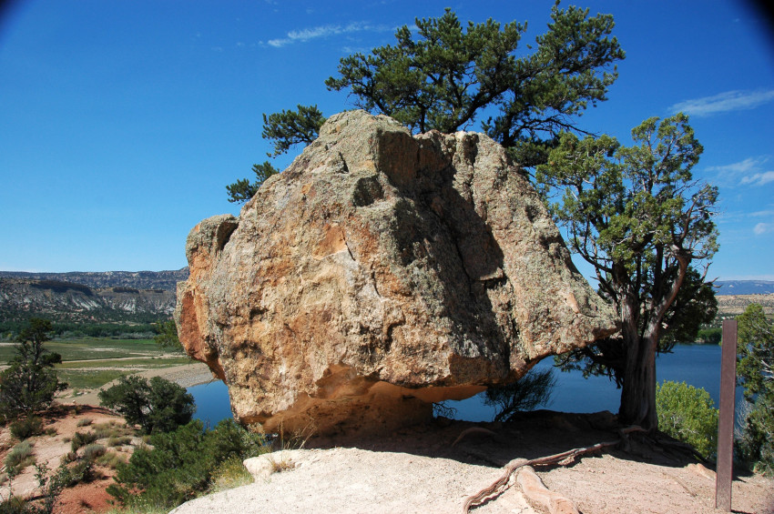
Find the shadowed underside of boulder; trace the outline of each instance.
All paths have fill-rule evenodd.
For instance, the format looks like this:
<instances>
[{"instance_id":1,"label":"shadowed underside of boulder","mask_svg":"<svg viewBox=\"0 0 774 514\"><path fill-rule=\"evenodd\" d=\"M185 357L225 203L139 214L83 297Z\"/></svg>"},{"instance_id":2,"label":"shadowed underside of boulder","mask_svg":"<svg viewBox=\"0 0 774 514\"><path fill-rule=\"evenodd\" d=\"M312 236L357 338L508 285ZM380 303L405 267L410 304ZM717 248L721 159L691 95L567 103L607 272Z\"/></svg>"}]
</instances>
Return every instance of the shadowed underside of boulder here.
<instances>
[{"instance_id":1,"label":"shadowed underside of boulder","mask_svg":"<svg viewBox=\"0 0 774 514\"><path fill-rule=\"evenodd\" d=\"M180 340L270 431L392 430L616 331L500 146L363 111L186 253Z\"/></svg>"}]
</instances>

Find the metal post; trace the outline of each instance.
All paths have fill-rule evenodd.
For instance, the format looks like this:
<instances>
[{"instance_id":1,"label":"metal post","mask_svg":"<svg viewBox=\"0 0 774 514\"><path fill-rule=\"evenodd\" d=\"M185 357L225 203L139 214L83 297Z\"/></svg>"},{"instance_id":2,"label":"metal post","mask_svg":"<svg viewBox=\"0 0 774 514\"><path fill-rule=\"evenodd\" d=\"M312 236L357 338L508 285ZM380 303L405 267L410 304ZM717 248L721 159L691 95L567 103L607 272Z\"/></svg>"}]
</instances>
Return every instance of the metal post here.
<instances>
[{"instance_id":1,"label":"metal post","mask_svg":"<svg viewBox=\"0 0 774 514\"><path fill-rule=\"evenodd\" d=\"M737 321L723 321L720 354L720 409L718 423L718 469L715 478L715 509L731 511L731 479L734 466L734 400L737 386Z\"/></svg>"}]
</instances>

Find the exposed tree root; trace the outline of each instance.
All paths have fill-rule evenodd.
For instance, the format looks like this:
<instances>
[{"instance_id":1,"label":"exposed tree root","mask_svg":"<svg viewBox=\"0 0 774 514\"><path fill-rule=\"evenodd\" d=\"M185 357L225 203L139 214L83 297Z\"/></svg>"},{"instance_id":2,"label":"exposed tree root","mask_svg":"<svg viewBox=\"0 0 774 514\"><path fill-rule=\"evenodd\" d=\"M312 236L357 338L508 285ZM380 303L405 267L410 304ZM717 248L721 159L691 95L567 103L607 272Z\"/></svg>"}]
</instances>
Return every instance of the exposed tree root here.
<instances>
[{"instance_id":1,"label":"exposed tree root","mask_svg":"<svg viewBox=\"0 0 774 514\"><path fill-rule=\"evenodd\" d=\"M457 443L460 442L461 440L463 440L463 438L465 436L467 436L468 434L486 434L487 436L497 436L496 433L493 432L489 428L483 428L481 427L473 427L473 428L467 428L465 430L463 430L460 433L460 435L457 436L457 438L454 439L454 442L452 443L452 448L454 448L455 446L457 446Z\"/></svg>"},{"instance_id":2,"label":"exposed tree root","mask_svg":"<svg viewBox=\"0 0 774 514\"><path fill-rule=\"evenodd\" d=\"M606 448L617 446L622 441L625 441L626 439L626 436L631 432L645 431L646 430L640 427L627 427L626 428L618 430L618 433L621 435L621 438L615 441L601 442L587 448L576 448L569 449L567 451L564 451L562 453L557 453L555 455L549 455L548 457L539 457L537 459L532 459L530 460L527 460L525 459L514 459L505 465L505 467L504 468L503 475L501 475L499 479L497 479L488 487L481 489L474 495L468 497L467 499L465 499L465 503L463 506L463 514L468 514L472 507L480 505L487 497L494 494L495 492L498 492L501 488L502 490L499 490L498 494L504 491L504 489L506 489L505 486L507 486L511 475L520 468L524 468L524 466L545 466L549 464L558 464L560 466L566 466L567 464L573 462L576 457L579 457L581 455L594 453ZM464 434L464 432L463 434ZM457 440L459 440L463 437L463 434L460 434L460 437L457 438Z\"/></svg>"}]
</instances>

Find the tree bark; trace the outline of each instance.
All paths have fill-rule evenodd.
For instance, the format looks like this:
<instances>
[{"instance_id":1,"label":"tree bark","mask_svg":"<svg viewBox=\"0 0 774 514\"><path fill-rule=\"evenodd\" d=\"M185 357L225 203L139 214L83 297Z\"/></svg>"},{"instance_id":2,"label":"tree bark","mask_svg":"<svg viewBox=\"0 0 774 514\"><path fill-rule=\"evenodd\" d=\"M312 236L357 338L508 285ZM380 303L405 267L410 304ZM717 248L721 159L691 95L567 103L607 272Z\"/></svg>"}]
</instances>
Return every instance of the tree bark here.
<instances>
[{"instance_id":1,"label":"tree bark","mask_svg":"<svg viewBox=\"0 0 774 514\"><path fill-rule=\"evenodd\" d=\"M642 337L624 335L626 373L618 418L622 424L639 425L647 431L658 428L656 411L656 349L657 327L647 327Z\"/></svg>"}]
</instances>

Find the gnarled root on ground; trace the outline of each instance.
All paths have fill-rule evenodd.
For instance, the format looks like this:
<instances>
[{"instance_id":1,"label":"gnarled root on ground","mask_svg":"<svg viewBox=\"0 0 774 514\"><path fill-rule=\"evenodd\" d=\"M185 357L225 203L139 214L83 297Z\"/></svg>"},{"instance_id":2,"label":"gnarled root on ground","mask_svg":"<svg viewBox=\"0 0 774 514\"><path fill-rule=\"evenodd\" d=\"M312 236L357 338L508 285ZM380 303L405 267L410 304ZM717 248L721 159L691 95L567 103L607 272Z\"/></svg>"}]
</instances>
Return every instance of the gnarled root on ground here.
<instances>
[{"instance_id":1,"label":"gnarled root on ground","mask_svg":"<svg viewBox=\"0 0 774 514\"><path fill-rule=\"evenodd\" d=\"M601 443L597 443L596 445L593 445L593 446L590 446L590 447L587 447L587 448L573 448L573 449L568 449L567 451L563 451L562 453L557 453L555 455L549 455L548 457L539 457L537 459L529 459L529 460L527 460L526 459L514 459L505 465L505 467L503 469L503 475L501 475L499 479L494 480L488 487L484 488L483 489L481 489L480 491L478 491L474 495L468 497L467 499L465 499L465 503L463 506L463 514L468 514L468 512L470 512L470 509L471 509L472 507L475 507L476 505L480 505L486 498L494 494L495 492L499 491L498 494L500 494L503 491L504 491L504 489L506 489L505 486L507 486L508 480L510 479L511 475L514 471L516 471L517 469L523 469L525 466L545 466L545 465L549 465L549 464L558 464L560 466L566 466L567 464L570 464L571 462L573 462L575 459L576 457L580 457L581 455L586 455L587 453L593 453L595 451L599 451L599 450L606 448L617 446L618 444L621 443L621 441L625 440L626 438L626 436L628 434L630 434L631 432L645 432L645 431L646 430L644 428L637 427L637 426L627 427L627 428L622 428L618 431L618 433L621 435L621 438L615 440L615 441L601 442ZM532 471L532 474L535 474L534 470ZM525 483L530 483L531 485L535 485L534 480L530 481L528 475L529 475L529 473L525 476L526 478L524 479L524 481ZM535 477L537 478L536 475ZM539 478L537 479L538 479L538 481L540 481ZM522 482L522 480L519 480L519 483L522 486L522 490L525 493L525 496L526 496L526 491L524 490L524 486L522 485L521 482ZM543 485L542 481L540 482L540 485ZM545 486L543 486L543 487L545 488ZM502 490L500 490L501 488L502 488ZM535 490L537 490L537 489L538 488L535 488ZM548 489L545 489L545 490L548 490ZM551 496L551 495L548 495L548 496ZM564 497L562 497L561 495L558 495L558 494L556 495L556 497L557 498L554 498L553 496L551 496L551 498L549 499L549 503L552 503L551 499L553 499L554 500L553 503L555 505L556 508L566 509L567 508L566 503L560 501L560 499L564 499ZM535 501L535 499L533 499L532 501ZM572 502L570 502L569 500L567 500L567 502L572 504ZM537 500L536 503L538 503L540 506L544 505L544 502L540 501L540 500ZM554 514L554 512L556 512L556 513L559 513L559 512L563 512L563 513L564 512L573 512L573 510L552 509L551 507L548 504L546 504L545 506L545 508L546 509L548 509L549 512L551 512L551 514ZM572 506L572 509L575 509L575 506ZM576 512L577 510L575 509L575 511Z\"/></svg>"}]
</instances>

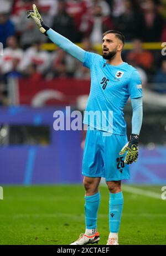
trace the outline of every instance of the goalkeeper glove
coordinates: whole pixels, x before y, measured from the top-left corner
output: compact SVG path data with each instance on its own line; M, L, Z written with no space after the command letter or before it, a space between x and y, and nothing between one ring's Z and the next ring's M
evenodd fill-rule
M38 12L38 10L35 4L33 4L33 10L27 11L27 13L28 14L28 19L32 18L38 27L39 27L40 32L45 34L46 35L46 32L50 28L44 24L44 21L41 17L41 15Z
M132 134L128 142L123 147L120 155L123 155L127 151L124 163L127 165L137 162L138 157L138 135Z

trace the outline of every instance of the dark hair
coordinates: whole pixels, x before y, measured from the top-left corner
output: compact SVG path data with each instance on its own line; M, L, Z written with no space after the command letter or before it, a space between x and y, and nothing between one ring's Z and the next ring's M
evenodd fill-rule
M120 40L121 40L123 42L123 44L124 44L125 38L124 38L123 34L122 34L121 32L120 32L119 31L117 31L117 30L108 30L103 34L103 36L104 37L107 34L115 34L116 37L117 37Z

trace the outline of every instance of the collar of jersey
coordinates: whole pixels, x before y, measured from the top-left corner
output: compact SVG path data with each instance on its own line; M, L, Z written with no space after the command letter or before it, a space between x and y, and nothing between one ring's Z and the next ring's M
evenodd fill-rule
M106 64L106 65L107 66L110 66L110 68L112 68L112 67L113 67L113 68L122 68L126 64L126 62L122 62L122 63L121 63L120 65L117 65L117 66L115 66L114 65L109 64L107 63L107 62L106 62L105 63Z

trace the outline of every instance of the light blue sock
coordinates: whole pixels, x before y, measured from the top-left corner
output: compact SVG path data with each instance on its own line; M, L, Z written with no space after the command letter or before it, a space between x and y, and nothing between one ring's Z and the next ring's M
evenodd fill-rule
M123 206L122 191L115 194L110 193L109 226L111 233L118 233L119 231Z
M100 205L100 192L93 196L85 196L86 228L92 229L97 227L97 212Z

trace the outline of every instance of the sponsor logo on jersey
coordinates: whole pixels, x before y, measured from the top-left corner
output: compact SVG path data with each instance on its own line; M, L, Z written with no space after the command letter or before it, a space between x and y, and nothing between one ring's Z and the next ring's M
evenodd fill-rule
M117 71L116 74L116 77L117 78L121 78L122 75L123 75L124 72L122 72L122 71Z
M137 84L137 89L141 89L142 84Z

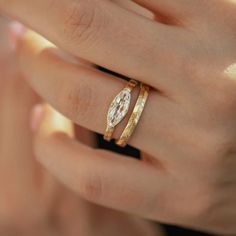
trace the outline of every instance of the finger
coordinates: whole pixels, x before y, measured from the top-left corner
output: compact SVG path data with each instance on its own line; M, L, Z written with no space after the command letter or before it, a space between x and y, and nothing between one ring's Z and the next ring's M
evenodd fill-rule
M45 100L78 125L104 133L108 107L126 82L94 68L62 60L55 53L56 49L50 50L46 45L47 43L43 39L39 41L34 33L28 33L21 43L21 68L25 75L31 78L31 85ZM132 107L136 96L137 91L134 91ZM156 107L159 112L153 112ZM155 91L150 92L140 125L130 144L153 152L158 142L163 142L161 136L156 137L153 132L154 123L166 127L166 121L172 120L172 107L170 100ZM130 112L116 129L115 138L120 136L127 124Z
M110 1L4 3L0 0L2 10L72 54L161 90L174 87L164 86L168 77L156 74L175 55L183 55L185 47L173 43L173 38L177 42L182 37L177 28L148 20Z
M195 0L133 0L150 11L167 16L171 23L183 23L188 18L199 15L212 1ZM215 5L215 2L213 3Z
M35 133L34 150L40 163L86 200L153 217L151 209L165 186L165 173L135 159L93 150L69 136L58 130L55 115L46 108Z

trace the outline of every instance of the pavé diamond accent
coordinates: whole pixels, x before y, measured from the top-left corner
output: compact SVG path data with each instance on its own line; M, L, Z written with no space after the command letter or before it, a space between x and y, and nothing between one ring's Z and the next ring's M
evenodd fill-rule
M129 89L123 89L112 101L107 115L107 123L110 127L118 125L129 110L131 93Z

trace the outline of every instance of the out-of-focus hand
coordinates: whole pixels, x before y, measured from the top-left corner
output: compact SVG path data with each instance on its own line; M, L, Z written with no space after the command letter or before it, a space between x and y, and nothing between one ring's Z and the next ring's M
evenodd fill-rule
M236 234L236 2L135 0L153 20L111 1L13 0L7 8L4 2L6 13L67 52L153 88L130 140L147 161L50 136L36 139L41 162L101 205ZM40 41L28 33L19 50L29 83L77 124L103 133L124 81L61 60Z
M147 221L81 199L36 161L30 114L42 101L25 82L15 63L16 54L12 50L21 31L19 25L11 26L10 32L4 24L1 29L0 235L153 236L156 232L161 235L161 231ZM63 131L72 137L72 123L48 106L46 109L45 131ZM40 111L36 106L33 113L39 116ZM35 121L31 123L34 129ZM76 130L80 141L92 144L87 131L79 127Z

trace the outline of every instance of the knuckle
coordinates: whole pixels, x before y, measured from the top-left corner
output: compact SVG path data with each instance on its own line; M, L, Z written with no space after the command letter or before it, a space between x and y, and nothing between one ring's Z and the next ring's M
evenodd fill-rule
M101 23L98 15L97 1L74 0L67 10L64 21L66 38L80 43L94 40Z
M65 114L79 122L85 123L89 117L92 117L95 110L93 89L87 85L78 86L61 86L62 96L60 96L59 104L62 104Z

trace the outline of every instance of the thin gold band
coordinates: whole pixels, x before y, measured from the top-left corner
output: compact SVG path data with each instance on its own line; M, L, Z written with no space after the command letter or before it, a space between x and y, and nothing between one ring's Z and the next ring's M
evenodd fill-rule
M116 141L116 144L120 147L125 147L130 139L130 137L132 136L132 134L135 131L135 128L138 125L138 122L141 118L141 115L143 113L145 104L147 102L148 96L149 96L149 86L144 85L144 84L140 84L140 93L139 93L139 97L137 99L137 102L135 104L134 110L132 115L130 116L130 119L123 131L123 133L121 134L119 140Z
M125 118L130 107L131 92L138 85L130 80L125 88L112 101L107 114L107 127L104 134L106 141L111 141L115 127Z

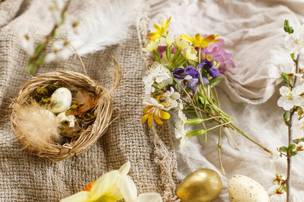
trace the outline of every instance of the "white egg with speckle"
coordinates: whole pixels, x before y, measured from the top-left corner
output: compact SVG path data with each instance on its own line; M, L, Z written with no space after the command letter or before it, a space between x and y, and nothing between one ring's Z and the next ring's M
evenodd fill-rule
M67 88L59 88L51 95L52 111L60 113L66 111L72 104L72 93Z
M68 127L71 127L75 126L75 122L76 121L76 117L72 115L66 116L66 112L61 112L57 117L59 119L60 121L68 121L69 122Z
M267 192L261 185L246 176L234 175L228 182L232 202L270 202Z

_STATED TASK_
Lay out the lines from the one containing "trace the outline of every instance of the out-of-focus" up to and including the one containing "M147 221L81 199L36" as a JSON list of strings, with one string per line and blank lines omitted.

_FULL ANSWER_
[
  "trace the outline of every instance of the out-of-focus hand",
  "coordinates: whole pixels, x before y, measured from the top-left corner",
  "output: compact SVG path data with each instance on its own line; M, L, Z written with no space after the command letter or before it, a space between x and y, and nothing between one ring's Z and the next ring's M",
  "evenodd fill-rule",
  "M236 234L236 2L135 0L153 20L111 1L13 0L7 8L4 2L6 13L67 52L153 88L130 140L147 161L50 136L36 139L41 162L101 205ZM40 41L28 33L19 50L29 83L77 124L103 133L124 81L61 60Z",
  "M147 221L81 199L36 161L30 114L42 101L25 82L15 63L16 54L12 50L21 31L19 25L11 26L10 32L4 24L1 29L0 235L153 236L156 232L161 235L161 231ZM63 131L72 137L72 123L48 106L46 109L45 131ZM40 111L36 106L33 113L39 116ZM35 121L31 123L34 129ZM76 130L80 141L92 144L87 131L79 127Z"
]